▸ PROMPT A: In one to three sentences, explain what the planning commission must find, according to the MPD code excerpt, before limited "prohibited" uses may be allowed in an MPD development.
▸ PROMPT B: From the MPD code excerpt, return the text starting with "5. The provision of" and going on through "III of this title.".
▸ PROMPT C: In the MPD code excerpt, who must approve the provision of essential public services identified in a proposal?

▸ READING PASSAGE:
* * *

D. Certain Exemptions Applicable. An MPD proposal need not consider the requirements or limitations of Division V of this title, Land Use Zones (Zoning), provided:

1. Uses occurring in a MPD development shall include the permitted, accessory and temporary uses identified in CMC 17.78.020 (zoning use chart); except limited “prohibited” uses may be allowed when the planning commission finds that the nature and design of the development proposal precludes negative impacts between normally incompatible uses, and the SEPA process does not identify any significant adverse impacts. Such “prohibited” uses should be limited to not more than 10 percent of the development proposal and the applicant must demonstrate that negative or nuisance impacts will not be created by the proposal;

2. Any request for a variance from any applicable requirements of this title shall require a consideration of other reasonable site design alternatives, and demonstrate wherein such alternatives are inconsistent with CMC 17.39.030, Intent/purpose;

3. No building or structure shall be higher than its distance to the MPD district boundary, and in no case higher than the capability of the city’s fire department response apparatus as determined by the fire chief;

4. The applicant shall demonstrate that the proposed parking configuration is consistent with recognized industry standards for the applicable uses; and

5. The provision of essential public services identified in the proposal shall be approved by the purveyor of such services.

E. Consistency with Division II of this Title, Subdivisions.

1. Any aspect of an MPD proposal which requires consistency with Division II of this title, Subdivisions, shall be submitted for review and approval as required in Division II of this title.

2. No MPD proposal shall be approved until all applicable requirements of Division II of this title have been accomplished.

F. Consistency with Division III of this Title, Environmental Districts.

1. Any aspect of an MPD proposal which requires consistency with Division III of this title, Environmental Districts, shall be submitted for review and approval as required in Division III of this title.

2. No MPD proposal shall be approved until all applicable requirements of Division III of this title have been accomplished.

G. Consistency with Division VII of this Title, General Provisions. Any aspect of an MPD proposal which requires consistency with any applicable section of Division VII of this title, General Provisions, shall cause the city to incorporate such requirements as a condition of approval. Such requirements shall be made a matter of record during the applicable review process.

* * *

▸ SUPPLIED RECORDS:
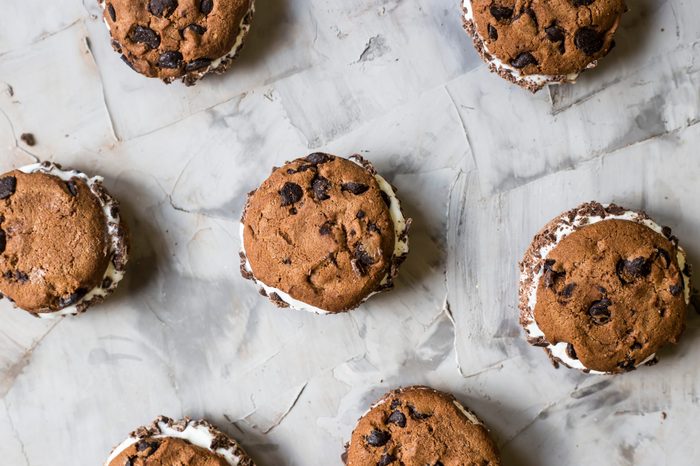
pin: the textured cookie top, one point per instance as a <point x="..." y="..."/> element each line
<point x="320" y="230"/>
<point x="547" y="37"/>
<point x="167" y="452"/>
<point x="170" y="39"/>
<point x="610" y="292"/>
<point x="54" y="245"/>
<point x="418" y="426"/>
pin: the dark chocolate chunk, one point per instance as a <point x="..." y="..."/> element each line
<point x="162" y="8"/>
<point x="523" y="59"/>
<point x="318" y="157"/>
<point x="355" y="188"/>
<point x="398" y="418"/>
<point x="501" y="12"/>
<point x="197" y="64"/>
<point x="205" y="6"/>
<point x="170" y="59"/>
<point x="554" y="33"/>
<point x="112" y="13"/>
<point x="493" y="33"/>
<point x="72" y="188"/>
<point x="599" y="312"/>
<point x="415" y="414"/>
<point x="144" y="35"/>
<point x="378" y="438"/>
<point x="320" y="187"/>
<point x="588" y="40"/>
<point x="7" y="186"/>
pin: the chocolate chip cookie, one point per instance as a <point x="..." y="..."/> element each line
<point x="178" y="39"/>
<point x="63" y="245"/>
<point x="186" y="442"/>
<point x="419" y="426"/>
<point x="603" y="288"/>
<point x="323" y="233"/>
<point x="535" y="42"/>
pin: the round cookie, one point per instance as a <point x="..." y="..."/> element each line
<point x="418" y="426"/>
<point x="323" y="233"/>
<point x="535" y="42"/>
<point x="63" y="245"/>
<point x="603" y="288"/>
<point x="166" y="442"/>
<point x="178" y="39"/>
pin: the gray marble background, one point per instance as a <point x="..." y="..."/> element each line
<point x="480" y="166"/>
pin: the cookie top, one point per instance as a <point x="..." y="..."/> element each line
<point x="62" y="244"/>
<point x="172" y="39"/>
<point x="604" y="288"/>
<point x="419" y="426"/>
<point x="167" y="442"/>
<point x="547" y="40"/>
<point x="323" y="233"/>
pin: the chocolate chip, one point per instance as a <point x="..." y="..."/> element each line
<point x="72" y="188"/>
<point x="554" y="33"/>
<point x="205" y="6"/>
<point x="145" y="35"/>
<point x="398" y="418"/>
<point x="290" y="193"/>
<point x="362" y="260"/>
<point x="194" y="28"/>
<point x="599" y="311"/>
<point x="378" y="438"/>
<point x="73" y="298"/>
<point x="162" y="8"/>
<point x="7" y="186"/>
<point x="493" y="33"/>
<point x="320" y="187"/>
<point x="28" y="139"/>
<point x="112" y="13"/>
<point x="415" y="414"/>
<point x="523" y="59"/>
<point x="170" y="59"/>
<point x="326" y="228"/>
<point x="501" y="12"/>
<point x="197" y="64"/>
<point x="318" y="157"/>
<point x="676" y="289"/>
<point x="355" y="188"/>
<point x="588" y="40"/>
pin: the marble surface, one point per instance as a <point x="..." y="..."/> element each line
<point x="480" y="166"/>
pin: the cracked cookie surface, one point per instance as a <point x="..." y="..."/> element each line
<point x="418" y="426"/>
<point x="172" y="39"/>
<point x="319" y="229"/>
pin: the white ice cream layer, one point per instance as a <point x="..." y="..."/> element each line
<point x="113" y="222"/>
<point x="564" y="230"/>
<point x="400" y="249"/>
<point x="198" y="435"/>
<point x="536" y="79"/>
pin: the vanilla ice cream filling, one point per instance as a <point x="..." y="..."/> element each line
<point x="562" y="231"/>
<point x="243" y="28"/>
<point x="199" y="435"/>
<point x="536" y="79"/>
<point x="112" y="276"/>
<point x="400" y="249"/>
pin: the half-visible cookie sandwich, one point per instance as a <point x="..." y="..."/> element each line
<point x="323" y="234"/>
<point x="603" y="288"/>
<point x="63" y="244"/>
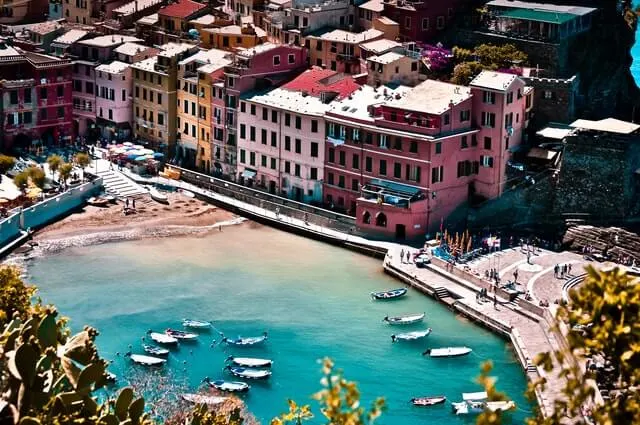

* * *

▸ RIGHT ANSWER A: The planning commission must find that the nature and design of the development proposal prevent negative impacts between normally incompatible uses. The SEPA process must also identify no significant adverse impacts.

▸ RIGHT ANSWER B:
5. The provision of essential public services identified in the proposal shall be approved by the purveyor of such services.

E. Consistency with Division II of this Title, Subdivisions.

1. Any aspect of an MPD proposal which requires consistency with Division II of this title, Subdivisions, shall be submitted for review and approval as required in Division II of this title.

2. No MPD proposal shall be approved until all applicable requirements of Division II of this title have been accomplished.

F. Consistency with Division III of this Title, Environmental Districts.

1. Any aspect of an MPD proposal which requires consistency with Division III of this title, Environmental Districts, shall be submitted for review and approval as required in Division III of this title.

▸ RIGHT ANSWER C: The purveyor of those services must approve it.